(Record dei dati)
>>>>>

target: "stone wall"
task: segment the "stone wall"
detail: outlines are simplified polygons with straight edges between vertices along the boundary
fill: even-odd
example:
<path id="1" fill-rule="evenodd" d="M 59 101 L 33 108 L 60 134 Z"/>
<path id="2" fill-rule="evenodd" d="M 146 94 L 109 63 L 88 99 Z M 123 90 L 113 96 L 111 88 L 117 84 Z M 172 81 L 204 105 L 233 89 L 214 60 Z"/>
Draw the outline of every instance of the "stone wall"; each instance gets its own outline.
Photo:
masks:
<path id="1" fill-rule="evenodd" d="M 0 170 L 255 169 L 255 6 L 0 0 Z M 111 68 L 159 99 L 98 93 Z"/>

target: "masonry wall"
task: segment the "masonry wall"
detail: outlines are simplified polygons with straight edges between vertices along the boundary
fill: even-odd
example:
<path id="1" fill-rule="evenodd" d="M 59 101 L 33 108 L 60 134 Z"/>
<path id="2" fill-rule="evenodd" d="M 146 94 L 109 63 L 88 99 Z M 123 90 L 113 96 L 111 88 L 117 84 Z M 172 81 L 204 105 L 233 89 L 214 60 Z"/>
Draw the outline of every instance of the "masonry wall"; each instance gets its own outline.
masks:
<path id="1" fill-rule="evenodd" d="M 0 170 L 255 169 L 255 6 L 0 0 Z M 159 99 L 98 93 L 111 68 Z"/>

<<<<<

Riscrivi come tabella Markdown le righe del materiale dall'inizio fino a quella che contiene "111 68 L 159", estremi inclusi, con le colonne "Numero" e "Riga del materiale". Ometti le righe vuote.

• SOLUZIONE DELL'ESERCIZIO:
| Numero | Riga del materiale |
|---|---|
| 1 | target: "stone wall" |
| 2 | task: segment the "stone wall" |
| 3 | detail: outlines are simplified polygons with straight edges between vertices along the boundary |
| 4 | fill: even-odd |
| 5 | example: |
| 6 | <path id="1" fill-rule="evenodd" d="M 59 101 L 33 108 L 60 134 Z"/> |
| 7 | <path id="2" fill-rule="evenodd" d="M 146 94 L 109 63 L 88 99 Z M 123 90 L 113 96 L 111 88 L 117 84 Z M 172 81 L 204 105 L 233 89 L 214 60 Z"/> |
| 8 | Draw the outline of every instance of the "stone wall"; each instance gets its own outline. |
| 9 | Photo: |
| 10 | masks: |
| 11 | <path id="1" fill-rule="evenodd" d="M 0 170 L 255 169 L 255 6 L 0 0 Z M 111 68 L 159 99 L 98 93 Z"/> |